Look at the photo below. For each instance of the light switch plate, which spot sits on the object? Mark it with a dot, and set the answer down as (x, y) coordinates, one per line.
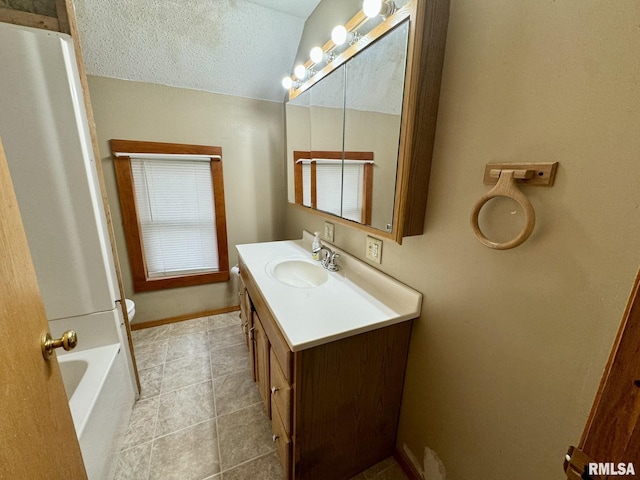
(328, 231)
(374, 249)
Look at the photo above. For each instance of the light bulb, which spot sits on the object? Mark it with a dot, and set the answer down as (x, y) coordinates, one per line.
(300, 72)
(287, 83)
(316, 54)
(371, 8)
(339, 35)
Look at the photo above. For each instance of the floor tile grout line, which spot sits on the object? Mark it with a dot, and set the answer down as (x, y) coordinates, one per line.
(247, 461)
(215, 413)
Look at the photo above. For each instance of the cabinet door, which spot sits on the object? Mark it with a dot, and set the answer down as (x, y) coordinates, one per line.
(261, 354)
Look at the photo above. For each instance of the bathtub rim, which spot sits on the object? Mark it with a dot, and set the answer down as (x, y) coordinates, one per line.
(100, 361)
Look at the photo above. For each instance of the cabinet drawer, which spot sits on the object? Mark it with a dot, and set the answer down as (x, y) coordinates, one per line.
(280, 393)
(282, 442)
(278, 345)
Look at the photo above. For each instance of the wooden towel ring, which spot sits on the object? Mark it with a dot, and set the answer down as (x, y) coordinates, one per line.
(506, 187)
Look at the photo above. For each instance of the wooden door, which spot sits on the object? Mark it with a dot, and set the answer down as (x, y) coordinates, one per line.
(37, 438)
(611, 438)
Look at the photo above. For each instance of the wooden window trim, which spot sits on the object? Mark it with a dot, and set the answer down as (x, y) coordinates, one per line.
(367, 190)
(124, 178)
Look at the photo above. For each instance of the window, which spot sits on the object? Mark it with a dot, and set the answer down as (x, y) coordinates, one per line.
(323, 181)
(172, 201)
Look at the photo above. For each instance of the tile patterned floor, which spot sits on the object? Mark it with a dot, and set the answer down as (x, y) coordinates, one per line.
(199, 416)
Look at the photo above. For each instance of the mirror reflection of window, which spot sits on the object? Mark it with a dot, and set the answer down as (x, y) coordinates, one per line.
(357, 107)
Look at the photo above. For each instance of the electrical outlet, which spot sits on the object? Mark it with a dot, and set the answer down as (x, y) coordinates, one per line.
(328, 231)
(374, 249)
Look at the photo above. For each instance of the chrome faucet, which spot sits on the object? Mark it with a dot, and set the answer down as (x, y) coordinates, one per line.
(329, 260)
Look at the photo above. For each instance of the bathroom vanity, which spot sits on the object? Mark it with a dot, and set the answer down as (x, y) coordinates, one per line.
(328, 351)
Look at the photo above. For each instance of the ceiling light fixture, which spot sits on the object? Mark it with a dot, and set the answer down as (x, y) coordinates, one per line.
(287, 83)
(340, 36)
(318, 55)
(300, 72)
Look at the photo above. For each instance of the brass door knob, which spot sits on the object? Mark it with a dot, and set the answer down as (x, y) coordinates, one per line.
(68, 341)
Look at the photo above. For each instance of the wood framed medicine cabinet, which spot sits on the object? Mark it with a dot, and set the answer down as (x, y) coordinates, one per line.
(425, 24)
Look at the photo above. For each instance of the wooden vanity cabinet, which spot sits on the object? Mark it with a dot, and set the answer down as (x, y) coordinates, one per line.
(334, 408)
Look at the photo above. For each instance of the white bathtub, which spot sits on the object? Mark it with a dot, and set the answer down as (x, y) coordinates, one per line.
(100, 398)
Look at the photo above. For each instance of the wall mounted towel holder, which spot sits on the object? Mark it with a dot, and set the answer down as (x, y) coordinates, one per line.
(506, 177)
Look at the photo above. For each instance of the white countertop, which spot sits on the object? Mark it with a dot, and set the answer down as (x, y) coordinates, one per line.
(356, 299)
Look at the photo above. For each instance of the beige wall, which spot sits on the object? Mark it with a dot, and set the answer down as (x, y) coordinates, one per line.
(250, 133)
(508, 352)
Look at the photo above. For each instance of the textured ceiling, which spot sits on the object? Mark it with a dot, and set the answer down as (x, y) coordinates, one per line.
(233, 47)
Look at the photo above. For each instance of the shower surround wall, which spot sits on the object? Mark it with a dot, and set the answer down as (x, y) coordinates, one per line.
(508, 353)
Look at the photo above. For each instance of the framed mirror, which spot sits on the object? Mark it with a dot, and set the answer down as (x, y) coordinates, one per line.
(373, 116)
(360, 131)
(354, 118)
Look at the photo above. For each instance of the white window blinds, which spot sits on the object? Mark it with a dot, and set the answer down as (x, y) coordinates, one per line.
(174, 200)
(339, 188)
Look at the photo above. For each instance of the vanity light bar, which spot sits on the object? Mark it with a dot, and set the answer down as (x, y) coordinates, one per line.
(329, 161)
(392, 17)
(168, 156)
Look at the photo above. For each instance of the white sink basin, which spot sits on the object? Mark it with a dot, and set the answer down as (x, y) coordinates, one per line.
(299, 273)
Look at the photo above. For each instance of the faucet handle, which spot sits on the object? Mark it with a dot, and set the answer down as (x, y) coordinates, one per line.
(331, 262)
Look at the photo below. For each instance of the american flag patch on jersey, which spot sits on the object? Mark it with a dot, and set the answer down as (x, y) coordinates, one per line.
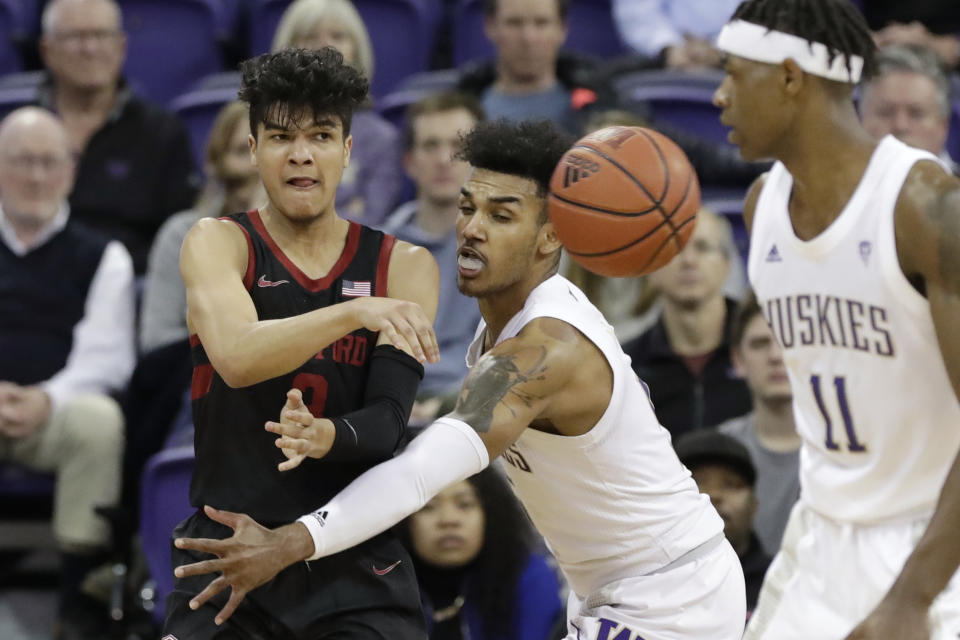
(355, 289)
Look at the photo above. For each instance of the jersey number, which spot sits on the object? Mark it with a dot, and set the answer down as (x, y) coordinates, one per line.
(840, 384)
(314, 388)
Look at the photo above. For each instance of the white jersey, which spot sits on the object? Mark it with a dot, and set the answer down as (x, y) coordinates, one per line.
(614, 502)
(879, 419)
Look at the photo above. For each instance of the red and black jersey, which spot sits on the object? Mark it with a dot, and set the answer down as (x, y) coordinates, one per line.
(236, 458)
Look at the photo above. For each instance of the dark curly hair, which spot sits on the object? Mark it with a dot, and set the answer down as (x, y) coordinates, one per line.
(835, 23)
(530, 149)
(508, 540)
(290, 84)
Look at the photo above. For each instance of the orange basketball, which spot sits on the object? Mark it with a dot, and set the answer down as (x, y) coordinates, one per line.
(624, 201)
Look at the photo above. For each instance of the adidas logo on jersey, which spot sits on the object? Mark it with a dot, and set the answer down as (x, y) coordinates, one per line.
(578, 169)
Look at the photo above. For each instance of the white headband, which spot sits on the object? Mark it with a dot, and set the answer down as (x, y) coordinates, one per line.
(755, 42)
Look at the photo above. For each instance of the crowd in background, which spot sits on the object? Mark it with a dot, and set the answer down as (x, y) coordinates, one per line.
(99, 186)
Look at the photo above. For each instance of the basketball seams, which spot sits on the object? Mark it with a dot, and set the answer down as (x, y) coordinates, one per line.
(656, 203)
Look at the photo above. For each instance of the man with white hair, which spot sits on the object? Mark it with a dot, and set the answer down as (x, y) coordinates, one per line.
(135, 168)
(66, 342)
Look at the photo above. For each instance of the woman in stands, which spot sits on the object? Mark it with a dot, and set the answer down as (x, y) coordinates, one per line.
(371, 184)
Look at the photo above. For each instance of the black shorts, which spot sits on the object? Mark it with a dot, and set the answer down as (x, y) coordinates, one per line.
(344, 597)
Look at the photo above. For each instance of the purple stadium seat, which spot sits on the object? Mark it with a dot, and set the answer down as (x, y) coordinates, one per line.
(401, 31)
(199, 108)
(682, 99)
(953, 139)
(590, 23)
(165, 500)
(171, 44)
(11, 31)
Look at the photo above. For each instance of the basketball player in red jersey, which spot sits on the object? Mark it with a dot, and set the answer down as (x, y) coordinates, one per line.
(291, 296)
(551, 392)
(855, 258)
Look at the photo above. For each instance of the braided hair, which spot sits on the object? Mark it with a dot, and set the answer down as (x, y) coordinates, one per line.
(835, 23)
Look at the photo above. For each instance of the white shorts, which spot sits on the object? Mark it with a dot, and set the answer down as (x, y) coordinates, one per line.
(700, 599)
(828, 576)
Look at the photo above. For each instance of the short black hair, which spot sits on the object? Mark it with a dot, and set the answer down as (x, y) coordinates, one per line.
(836, 23)
(292, 83)
(439, 103)
(563, 8)
(530, 149)
(746, 311)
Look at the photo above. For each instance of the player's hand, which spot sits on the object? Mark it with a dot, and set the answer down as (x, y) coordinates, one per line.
(301, 434)
(402, 321)
(250, 557)
(895, 618)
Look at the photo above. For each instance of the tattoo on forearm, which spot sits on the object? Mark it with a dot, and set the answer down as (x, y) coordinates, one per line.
(493, 383)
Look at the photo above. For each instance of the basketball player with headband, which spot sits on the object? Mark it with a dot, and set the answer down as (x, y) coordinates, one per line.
(855, 258)
(551, 392)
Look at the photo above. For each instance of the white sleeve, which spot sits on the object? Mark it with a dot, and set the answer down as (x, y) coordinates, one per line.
(645, 26)
(103, 354)
(447, 452)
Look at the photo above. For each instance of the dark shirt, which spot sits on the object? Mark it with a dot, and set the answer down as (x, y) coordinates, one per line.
(937, 16)
(135, 171)
(43, 297)
(684, 401)
(754, 562)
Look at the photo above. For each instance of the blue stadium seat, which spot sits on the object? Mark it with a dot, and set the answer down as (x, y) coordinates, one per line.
(165, 500)
(682, 99)
(171, 44)
(402, 33)
(199, 108)
(11, 32)
(590, 22)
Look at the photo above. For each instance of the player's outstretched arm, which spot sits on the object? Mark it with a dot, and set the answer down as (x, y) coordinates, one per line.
(245, 350)
(928, 242)
(507, 389)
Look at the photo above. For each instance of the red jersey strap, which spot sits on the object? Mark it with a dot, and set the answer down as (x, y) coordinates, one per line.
(383, 264)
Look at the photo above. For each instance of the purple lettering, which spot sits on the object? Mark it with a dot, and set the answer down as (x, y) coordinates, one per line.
(806, 337)
(855, 324)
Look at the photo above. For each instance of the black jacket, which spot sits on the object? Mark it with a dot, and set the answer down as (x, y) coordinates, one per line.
(682, 401)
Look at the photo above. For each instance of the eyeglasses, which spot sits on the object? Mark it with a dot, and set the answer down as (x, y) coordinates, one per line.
(27, 163)
(95, 36)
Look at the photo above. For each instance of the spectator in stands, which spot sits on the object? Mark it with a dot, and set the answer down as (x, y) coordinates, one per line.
(932, 24)
(371, 184)
(722, 468)
(66, 343)
(431, 138)
(909, 97)
(530, 77)
(677, 34)
(768, 431)
(481, 576)
(158, 393)
(685, 356)
(135, 167)
(232, 186)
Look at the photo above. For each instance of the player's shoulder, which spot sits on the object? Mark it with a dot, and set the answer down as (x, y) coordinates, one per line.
(411, 260)
(753, 195)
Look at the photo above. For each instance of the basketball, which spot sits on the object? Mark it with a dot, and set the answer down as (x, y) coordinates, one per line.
(623, 201)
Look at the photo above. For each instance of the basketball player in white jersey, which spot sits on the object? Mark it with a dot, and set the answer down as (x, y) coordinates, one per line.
(551, 391)
(855, 258)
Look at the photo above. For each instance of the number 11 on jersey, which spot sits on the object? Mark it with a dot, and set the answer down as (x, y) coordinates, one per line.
(840, 384)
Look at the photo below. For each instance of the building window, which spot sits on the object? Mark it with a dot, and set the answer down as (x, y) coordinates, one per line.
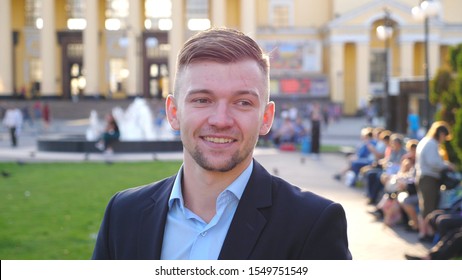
(158, 14)
(197, 13)
(377, 66)
(281, 13)
(75, 11)
(116, 14)
(32, 13)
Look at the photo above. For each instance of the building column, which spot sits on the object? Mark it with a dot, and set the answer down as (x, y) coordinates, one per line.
(176, 39)
(48, 49)
(248, 15)
(336, 73)
(433, 58)
(90, 49)
(218, 13)
(406, 59)
(6, 51)
(134, 49)
(362, 70)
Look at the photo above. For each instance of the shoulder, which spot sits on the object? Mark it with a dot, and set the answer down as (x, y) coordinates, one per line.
(142, 195)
....
▶ Activity
Final stretch of the data: repeat exactly each line from the one containing "Look at the photo above. For each instance of the number" through the last, and omit all pictures.

▶ Task answer
Look at the photo above. For each instance of the number 11 on jersey, which spot sits on the object? Mark it with a dot, and set the answer down as (x, y) coordinates, one per line.
(840, 384)
Look at the photo below. For each instance of the building window, which spot sits on the object? Mark it with a dot, and set the answer down as (x, y) coordinates, one per line.
(158, 14)
(197, 13)
(377, 66)
(281, 13)
(75, 11)
(116, 14)
(32, 13)
Look at the photo above. For each instance of the building column, which spot sits on the object? Mark it with a dot, and set the answer down as (x, y) coordinates, one per line.
(176, 39)
(48, 49)
(248, 15)
(336, 73)
(433, 58)
(90, 49)
(218, 13)
(406, 59)
(6, 51)
(134, 49)
(362, 70)
Look at the photo above. For each instance of the shoulder, which spot sits on the object? Mark it with a dot, and set the answer down as (x, y) coordinates, one per line.
(142, 195)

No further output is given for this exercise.